▸ **AIM OF THE EXERCISE**
Below are some records. Repeat exactly the lines from the one containing "Query: red painted wooden beam" through the final line.

Items from a data source

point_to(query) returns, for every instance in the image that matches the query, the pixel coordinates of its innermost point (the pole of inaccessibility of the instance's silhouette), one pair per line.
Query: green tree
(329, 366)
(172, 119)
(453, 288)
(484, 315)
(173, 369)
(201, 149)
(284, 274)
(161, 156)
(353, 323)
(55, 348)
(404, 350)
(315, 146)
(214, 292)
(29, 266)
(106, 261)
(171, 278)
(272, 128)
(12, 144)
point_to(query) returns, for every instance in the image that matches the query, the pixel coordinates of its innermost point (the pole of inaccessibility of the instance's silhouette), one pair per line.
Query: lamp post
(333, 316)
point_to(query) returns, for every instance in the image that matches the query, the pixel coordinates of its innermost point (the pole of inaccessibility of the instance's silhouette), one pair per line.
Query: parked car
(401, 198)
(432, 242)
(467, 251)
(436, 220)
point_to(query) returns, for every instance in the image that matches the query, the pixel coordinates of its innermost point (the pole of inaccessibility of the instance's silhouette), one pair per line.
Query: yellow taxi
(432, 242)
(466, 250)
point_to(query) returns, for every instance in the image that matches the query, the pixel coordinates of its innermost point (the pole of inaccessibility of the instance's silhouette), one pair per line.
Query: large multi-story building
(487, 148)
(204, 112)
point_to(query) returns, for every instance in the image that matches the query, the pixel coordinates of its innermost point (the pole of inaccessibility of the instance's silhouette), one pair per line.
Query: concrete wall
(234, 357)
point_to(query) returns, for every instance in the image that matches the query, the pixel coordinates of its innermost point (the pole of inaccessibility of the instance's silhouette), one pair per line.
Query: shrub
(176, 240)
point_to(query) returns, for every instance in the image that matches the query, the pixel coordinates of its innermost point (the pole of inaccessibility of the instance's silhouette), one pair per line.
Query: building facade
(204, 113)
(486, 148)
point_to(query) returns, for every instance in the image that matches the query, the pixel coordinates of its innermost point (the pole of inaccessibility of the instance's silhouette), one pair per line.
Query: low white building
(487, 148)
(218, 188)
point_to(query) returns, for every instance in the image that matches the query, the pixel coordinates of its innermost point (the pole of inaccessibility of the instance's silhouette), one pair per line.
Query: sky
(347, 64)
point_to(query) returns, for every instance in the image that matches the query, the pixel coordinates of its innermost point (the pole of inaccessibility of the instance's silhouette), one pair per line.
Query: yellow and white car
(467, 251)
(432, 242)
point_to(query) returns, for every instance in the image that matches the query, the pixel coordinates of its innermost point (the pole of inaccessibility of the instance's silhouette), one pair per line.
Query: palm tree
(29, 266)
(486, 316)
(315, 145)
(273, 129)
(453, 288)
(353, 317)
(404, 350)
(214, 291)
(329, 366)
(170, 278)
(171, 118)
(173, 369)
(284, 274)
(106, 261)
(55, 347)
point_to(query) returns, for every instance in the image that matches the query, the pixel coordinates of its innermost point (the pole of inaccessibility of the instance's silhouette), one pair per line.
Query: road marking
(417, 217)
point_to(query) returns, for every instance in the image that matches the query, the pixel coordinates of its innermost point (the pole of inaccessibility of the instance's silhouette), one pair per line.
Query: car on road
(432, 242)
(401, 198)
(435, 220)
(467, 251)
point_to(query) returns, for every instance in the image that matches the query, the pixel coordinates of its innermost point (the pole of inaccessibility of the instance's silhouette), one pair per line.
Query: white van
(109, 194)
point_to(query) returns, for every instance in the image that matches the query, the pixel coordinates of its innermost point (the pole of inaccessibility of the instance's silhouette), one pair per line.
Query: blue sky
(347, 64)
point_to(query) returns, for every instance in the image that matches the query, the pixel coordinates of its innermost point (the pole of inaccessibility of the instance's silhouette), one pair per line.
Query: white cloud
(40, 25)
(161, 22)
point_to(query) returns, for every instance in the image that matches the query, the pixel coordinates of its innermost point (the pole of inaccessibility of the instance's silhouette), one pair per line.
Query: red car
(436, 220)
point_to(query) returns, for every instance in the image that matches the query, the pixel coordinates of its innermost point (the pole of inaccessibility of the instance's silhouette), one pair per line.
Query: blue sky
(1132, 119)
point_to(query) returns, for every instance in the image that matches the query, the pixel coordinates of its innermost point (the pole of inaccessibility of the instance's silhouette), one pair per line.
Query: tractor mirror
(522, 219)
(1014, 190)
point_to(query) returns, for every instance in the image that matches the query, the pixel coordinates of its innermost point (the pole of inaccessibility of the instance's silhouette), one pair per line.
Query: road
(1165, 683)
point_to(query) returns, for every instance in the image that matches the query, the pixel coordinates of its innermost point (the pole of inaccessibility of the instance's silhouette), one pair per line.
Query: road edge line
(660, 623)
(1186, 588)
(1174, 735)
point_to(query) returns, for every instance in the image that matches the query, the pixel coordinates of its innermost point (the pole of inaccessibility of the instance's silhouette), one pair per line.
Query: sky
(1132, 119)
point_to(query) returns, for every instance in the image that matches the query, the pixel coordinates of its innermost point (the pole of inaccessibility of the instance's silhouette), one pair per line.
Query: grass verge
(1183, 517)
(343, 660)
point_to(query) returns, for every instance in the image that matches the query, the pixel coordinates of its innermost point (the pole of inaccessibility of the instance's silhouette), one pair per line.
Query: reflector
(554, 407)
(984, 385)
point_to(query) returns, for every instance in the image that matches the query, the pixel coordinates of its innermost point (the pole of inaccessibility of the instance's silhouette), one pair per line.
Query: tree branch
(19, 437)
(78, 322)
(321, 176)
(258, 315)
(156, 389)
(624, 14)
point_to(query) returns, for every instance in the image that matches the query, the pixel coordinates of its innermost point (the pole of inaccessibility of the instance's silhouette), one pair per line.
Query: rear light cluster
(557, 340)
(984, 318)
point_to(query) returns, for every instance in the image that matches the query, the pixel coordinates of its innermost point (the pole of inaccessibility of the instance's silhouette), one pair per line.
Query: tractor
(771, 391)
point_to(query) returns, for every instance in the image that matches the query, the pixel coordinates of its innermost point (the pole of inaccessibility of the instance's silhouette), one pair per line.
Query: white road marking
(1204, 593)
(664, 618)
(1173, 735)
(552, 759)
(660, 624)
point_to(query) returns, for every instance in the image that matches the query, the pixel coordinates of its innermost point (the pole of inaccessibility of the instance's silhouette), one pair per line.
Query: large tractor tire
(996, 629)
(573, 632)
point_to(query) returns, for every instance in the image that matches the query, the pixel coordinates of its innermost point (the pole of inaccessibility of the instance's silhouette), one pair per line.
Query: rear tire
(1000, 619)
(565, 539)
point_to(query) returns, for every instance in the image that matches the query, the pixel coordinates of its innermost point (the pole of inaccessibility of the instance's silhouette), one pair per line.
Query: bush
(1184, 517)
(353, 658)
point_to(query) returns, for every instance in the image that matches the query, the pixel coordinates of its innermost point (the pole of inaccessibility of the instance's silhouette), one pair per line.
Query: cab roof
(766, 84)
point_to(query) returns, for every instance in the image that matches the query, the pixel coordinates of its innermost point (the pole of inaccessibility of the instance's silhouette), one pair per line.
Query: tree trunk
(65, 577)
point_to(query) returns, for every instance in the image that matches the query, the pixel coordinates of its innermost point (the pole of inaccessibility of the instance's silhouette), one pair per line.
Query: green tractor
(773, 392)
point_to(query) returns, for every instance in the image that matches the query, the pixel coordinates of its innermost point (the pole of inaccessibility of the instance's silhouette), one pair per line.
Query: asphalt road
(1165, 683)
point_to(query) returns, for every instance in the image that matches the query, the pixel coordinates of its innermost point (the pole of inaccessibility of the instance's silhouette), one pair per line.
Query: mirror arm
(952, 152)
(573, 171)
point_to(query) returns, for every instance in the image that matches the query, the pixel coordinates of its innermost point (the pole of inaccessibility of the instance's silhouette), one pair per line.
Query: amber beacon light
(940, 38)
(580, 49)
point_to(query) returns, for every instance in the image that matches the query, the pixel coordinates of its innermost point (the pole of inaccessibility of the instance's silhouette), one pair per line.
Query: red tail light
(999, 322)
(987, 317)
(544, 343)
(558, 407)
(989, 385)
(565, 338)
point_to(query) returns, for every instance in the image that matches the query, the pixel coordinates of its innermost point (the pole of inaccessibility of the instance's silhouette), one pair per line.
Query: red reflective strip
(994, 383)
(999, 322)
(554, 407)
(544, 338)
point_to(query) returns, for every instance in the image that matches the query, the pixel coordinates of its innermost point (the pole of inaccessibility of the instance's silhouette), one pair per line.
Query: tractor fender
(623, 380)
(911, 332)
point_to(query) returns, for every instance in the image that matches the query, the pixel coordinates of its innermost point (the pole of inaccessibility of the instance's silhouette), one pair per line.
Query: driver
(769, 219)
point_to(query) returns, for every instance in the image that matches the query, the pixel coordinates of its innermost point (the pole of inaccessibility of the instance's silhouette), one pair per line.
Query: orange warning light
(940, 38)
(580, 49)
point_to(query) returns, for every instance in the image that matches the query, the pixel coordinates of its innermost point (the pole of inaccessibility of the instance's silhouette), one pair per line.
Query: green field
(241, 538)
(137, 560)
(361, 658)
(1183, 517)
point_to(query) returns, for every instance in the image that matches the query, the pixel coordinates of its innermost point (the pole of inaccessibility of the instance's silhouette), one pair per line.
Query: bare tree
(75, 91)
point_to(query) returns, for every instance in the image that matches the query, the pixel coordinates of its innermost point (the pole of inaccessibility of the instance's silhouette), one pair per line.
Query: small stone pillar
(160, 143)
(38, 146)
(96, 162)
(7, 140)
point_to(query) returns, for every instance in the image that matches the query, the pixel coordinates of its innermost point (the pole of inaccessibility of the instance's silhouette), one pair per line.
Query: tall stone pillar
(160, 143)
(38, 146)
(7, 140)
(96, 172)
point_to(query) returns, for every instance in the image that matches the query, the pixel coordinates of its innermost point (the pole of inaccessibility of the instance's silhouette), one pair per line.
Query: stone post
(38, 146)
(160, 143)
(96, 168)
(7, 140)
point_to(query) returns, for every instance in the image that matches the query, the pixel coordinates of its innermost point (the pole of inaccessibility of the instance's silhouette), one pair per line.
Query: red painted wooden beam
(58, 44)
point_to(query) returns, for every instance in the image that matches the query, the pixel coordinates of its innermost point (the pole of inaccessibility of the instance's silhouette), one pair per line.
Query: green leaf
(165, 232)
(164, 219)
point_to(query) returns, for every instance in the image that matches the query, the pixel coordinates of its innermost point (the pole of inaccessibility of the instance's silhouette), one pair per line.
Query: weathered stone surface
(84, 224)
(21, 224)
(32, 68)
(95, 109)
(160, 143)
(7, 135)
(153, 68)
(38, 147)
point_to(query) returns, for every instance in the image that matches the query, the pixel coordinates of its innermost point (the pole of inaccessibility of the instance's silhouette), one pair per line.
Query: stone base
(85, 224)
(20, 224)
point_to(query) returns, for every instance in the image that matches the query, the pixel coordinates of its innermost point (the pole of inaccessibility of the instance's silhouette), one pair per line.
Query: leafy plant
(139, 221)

▸ **OUTPUT OF THE TASK**
Query: red painted wooden beam
(58, 44)
point_to(query) returns, for every instance in the image that matches the query, the pixel coordinates of its innermost point (the pole of inaccessibility of the instance's silhouette), one pair per line.
Query: green leaf
(165, 232)
(164, 219)
point_to(query) returns, for every instance in the image that matches the query, the pixel coordinates of its innermost point (the pole of inaccessibility of the instance's silhouette), one pair per line.
Query: weathered stone surface
(84, 224)
(21, 224)
(32, 68)
(95, 109)
(160, 143)
(7, 135)
(153, 68)
(38, 147)
point_to(query) returns, for every instance in the image that matches the query, the pixel coordinates of its innermost point (the pole of inaccessibility of the instance's silhouette), one pair per line.
Query: stone base
(85, 224)
(20, 224)
point_to(query) returns, for every instance in the image that matches the query, the pixel coordinates of its innermost point (the pole of inaccessibility of the instance's silhouette), one pair per line.
Query: leafy plant
(139, 221)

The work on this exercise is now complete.